Data listing
----

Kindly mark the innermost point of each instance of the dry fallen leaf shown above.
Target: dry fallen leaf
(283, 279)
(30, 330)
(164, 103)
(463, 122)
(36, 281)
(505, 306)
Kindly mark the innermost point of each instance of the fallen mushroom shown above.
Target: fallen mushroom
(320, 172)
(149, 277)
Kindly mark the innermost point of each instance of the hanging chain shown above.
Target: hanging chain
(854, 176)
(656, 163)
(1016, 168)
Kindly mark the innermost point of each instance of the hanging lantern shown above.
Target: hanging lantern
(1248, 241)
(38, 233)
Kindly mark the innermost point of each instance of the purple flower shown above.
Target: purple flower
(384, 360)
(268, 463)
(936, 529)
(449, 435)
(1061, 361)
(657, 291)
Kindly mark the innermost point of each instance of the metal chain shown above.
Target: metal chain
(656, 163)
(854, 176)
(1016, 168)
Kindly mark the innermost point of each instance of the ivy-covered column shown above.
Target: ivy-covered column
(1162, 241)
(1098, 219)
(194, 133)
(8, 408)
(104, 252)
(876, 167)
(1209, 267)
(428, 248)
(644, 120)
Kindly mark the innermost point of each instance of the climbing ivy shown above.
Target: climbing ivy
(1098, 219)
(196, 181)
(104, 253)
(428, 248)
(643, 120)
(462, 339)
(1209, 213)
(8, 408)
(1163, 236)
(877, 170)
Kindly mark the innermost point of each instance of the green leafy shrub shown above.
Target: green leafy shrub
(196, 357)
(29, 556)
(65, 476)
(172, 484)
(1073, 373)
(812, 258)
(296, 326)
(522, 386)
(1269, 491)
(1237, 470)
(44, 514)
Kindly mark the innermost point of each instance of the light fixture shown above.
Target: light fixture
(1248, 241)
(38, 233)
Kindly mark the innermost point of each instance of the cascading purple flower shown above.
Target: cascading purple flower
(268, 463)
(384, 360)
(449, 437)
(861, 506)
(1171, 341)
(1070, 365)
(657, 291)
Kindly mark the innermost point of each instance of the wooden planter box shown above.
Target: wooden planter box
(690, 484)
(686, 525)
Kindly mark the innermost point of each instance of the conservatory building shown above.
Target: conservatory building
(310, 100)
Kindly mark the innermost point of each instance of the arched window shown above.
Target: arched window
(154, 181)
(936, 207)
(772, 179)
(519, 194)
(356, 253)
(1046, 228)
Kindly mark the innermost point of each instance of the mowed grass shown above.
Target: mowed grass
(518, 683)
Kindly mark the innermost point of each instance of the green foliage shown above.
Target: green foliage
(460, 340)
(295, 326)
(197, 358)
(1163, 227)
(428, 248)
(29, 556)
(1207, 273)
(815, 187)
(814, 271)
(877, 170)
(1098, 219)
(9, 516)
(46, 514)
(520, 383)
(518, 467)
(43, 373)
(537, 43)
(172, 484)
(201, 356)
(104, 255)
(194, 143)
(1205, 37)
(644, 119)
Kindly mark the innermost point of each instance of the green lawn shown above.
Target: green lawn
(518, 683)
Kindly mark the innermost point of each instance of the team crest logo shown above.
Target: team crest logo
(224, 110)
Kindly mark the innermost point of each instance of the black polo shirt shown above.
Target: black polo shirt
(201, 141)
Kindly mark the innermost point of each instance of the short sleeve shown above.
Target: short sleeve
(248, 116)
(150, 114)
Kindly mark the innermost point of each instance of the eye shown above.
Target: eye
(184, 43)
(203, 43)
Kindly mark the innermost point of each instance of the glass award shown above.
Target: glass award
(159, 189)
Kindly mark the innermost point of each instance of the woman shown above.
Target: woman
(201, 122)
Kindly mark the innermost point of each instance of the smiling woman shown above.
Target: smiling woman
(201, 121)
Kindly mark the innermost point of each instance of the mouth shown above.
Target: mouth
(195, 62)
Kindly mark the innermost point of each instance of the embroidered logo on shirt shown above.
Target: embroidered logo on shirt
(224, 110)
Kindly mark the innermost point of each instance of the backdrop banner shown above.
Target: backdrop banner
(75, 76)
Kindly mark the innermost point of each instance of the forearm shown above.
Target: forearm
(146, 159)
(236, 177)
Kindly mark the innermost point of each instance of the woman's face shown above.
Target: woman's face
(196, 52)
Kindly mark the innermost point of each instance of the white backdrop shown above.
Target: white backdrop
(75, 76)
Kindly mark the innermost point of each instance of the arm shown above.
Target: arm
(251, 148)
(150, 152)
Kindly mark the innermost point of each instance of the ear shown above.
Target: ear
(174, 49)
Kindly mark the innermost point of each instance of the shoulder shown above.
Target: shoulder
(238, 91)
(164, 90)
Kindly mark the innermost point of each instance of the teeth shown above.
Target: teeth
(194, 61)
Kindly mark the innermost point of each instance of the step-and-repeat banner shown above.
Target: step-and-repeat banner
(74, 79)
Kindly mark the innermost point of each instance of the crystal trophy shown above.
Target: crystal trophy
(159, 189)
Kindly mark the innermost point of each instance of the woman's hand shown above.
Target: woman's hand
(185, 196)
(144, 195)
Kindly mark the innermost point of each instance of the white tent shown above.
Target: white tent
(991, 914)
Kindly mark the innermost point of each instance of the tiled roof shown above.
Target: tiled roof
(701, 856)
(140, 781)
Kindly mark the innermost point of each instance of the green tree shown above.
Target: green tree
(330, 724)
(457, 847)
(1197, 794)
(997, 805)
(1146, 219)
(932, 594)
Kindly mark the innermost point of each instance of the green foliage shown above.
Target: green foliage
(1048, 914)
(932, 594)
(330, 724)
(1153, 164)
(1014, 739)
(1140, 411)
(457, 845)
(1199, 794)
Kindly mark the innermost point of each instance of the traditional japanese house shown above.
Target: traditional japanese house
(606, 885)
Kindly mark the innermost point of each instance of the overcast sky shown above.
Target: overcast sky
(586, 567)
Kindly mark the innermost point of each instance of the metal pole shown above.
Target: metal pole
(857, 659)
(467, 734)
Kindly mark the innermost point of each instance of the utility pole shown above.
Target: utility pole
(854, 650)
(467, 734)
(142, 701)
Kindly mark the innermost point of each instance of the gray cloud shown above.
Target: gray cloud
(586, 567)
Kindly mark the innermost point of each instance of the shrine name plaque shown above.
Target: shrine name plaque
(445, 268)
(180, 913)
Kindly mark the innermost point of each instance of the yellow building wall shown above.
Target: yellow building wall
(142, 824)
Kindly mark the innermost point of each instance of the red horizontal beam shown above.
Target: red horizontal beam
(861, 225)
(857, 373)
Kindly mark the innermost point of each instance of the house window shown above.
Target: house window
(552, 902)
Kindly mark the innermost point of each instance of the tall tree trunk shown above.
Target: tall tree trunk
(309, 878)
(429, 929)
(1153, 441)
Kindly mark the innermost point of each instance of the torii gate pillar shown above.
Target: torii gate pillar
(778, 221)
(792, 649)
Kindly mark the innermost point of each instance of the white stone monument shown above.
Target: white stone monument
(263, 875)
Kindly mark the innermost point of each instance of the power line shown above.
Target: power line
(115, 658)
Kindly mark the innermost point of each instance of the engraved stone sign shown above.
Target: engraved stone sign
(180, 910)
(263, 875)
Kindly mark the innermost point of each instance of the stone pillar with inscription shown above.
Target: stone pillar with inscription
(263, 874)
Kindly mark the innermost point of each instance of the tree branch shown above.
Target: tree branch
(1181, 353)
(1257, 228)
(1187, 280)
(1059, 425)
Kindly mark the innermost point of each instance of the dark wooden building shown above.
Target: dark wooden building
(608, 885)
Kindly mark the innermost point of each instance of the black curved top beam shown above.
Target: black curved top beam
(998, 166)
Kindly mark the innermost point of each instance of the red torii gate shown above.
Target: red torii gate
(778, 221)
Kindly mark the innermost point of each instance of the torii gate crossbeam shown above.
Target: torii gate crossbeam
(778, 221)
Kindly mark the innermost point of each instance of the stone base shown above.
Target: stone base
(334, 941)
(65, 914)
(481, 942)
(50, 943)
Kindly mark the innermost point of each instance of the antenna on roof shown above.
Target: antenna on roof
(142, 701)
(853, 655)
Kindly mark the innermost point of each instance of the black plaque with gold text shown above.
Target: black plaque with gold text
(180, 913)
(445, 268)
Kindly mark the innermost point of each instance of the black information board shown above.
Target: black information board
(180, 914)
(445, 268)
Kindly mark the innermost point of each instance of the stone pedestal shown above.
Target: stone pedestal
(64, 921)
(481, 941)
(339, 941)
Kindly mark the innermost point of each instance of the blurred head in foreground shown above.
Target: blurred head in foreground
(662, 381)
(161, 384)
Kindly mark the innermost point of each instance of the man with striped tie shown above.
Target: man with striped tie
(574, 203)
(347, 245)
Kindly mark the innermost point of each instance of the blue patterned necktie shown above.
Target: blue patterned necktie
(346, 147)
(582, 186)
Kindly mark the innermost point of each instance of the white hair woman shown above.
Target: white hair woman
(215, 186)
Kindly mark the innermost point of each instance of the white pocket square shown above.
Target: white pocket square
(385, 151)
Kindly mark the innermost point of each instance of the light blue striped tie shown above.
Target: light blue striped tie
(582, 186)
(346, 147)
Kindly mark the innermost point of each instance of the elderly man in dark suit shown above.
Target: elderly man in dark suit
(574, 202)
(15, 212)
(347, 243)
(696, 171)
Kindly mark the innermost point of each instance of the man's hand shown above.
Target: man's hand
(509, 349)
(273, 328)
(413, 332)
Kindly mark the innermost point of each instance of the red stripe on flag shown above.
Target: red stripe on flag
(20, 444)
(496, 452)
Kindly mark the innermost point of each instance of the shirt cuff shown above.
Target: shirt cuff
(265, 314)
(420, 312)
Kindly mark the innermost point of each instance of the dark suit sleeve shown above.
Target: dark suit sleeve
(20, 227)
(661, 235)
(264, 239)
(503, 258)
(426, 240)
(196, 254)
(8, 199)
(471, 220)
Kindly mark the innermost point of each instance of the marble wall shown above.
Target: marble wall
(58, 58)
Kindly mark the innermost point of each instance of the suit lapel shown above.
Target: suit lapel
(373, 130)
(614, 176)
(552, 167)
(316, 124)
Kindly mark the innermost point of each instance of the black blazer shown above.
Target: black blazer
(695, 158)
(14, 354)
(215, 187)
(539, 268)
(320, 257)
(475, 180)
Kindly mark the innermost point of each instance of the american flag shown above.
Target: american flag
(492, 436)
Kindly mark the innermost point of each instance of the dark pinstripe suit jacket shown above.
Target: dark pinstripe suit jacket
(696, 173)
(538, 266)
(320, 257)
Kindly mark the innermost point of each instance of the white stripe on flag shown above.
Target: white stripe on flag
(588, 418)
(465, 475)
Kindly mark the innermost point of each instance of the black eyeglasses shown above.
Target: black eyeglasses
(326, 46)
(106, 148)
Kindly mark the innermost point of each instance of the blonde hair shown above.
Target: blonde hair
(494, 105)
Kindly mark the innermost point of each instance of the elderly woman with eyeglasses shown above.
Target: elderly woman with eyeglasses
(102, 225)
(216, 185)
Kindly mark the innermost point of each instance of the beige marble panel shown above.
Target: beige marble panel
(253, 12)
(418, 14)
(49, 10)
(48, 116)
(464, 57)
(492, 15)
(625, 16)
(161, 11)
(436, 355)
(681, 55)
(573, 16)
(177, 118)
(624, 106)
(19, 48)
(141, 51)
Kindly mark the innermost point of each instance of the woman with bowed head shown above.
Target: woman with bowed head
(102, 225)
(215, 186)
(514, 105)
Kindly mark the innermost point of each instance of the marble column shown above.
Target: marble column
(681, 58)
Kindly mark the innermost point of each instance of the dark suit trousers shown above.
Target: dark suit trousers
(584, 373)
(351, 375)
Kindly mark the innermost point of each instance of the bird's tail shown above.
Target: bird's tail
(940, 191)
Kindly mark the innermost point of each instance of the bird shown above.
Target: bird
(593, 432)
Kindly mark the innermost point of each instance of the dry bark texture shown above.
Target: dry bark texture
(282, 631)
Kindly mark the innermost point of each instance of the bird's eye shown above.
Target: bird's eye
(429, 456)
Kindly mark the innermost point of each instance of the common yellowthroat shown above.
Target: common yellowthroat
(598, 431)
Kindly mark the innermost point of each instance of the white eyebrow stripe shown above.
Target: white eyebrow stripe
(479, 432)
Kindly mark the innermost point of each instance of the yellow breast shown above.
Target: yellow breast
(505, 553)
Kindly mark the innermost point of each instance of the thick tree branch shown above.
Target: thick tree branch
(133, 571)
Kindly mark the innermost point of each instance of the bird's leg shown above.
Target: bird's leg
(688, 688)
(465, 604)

----

#### Your goal:
Present the items from the line containing "stripe shown above." through the last item as a Markdown table with two columns, Row and Line. Give each line its own numbered row, and leave out blank lines.

#### Solution to this problem:
| Row | Line |
|---|---|
| 1 | Kindly mark the innermost point of each instance of the white eyebrow stripe shown above. |
| 2 | Target: white eyebrow stripe |
| 3 | (479, 432) |
| 4 | Kindly mark the innermost point of each instance of the yellow breast shown above. |
| 5 | Target: yellow breast |
| 6 | (505, 553) |
| 7 | Kindly mark the innermost point of each instance of the thick tree branch shown above. |
| 8 | Target: thick tree branch |
| 9 | (133, 571) |
| 10 | Kindly mark the innermost point of each instance of the bird's leg shown above. |
| 11 | Target: bird's leg |
| 12 | (688, 688) |
| 13 | (465, 604) |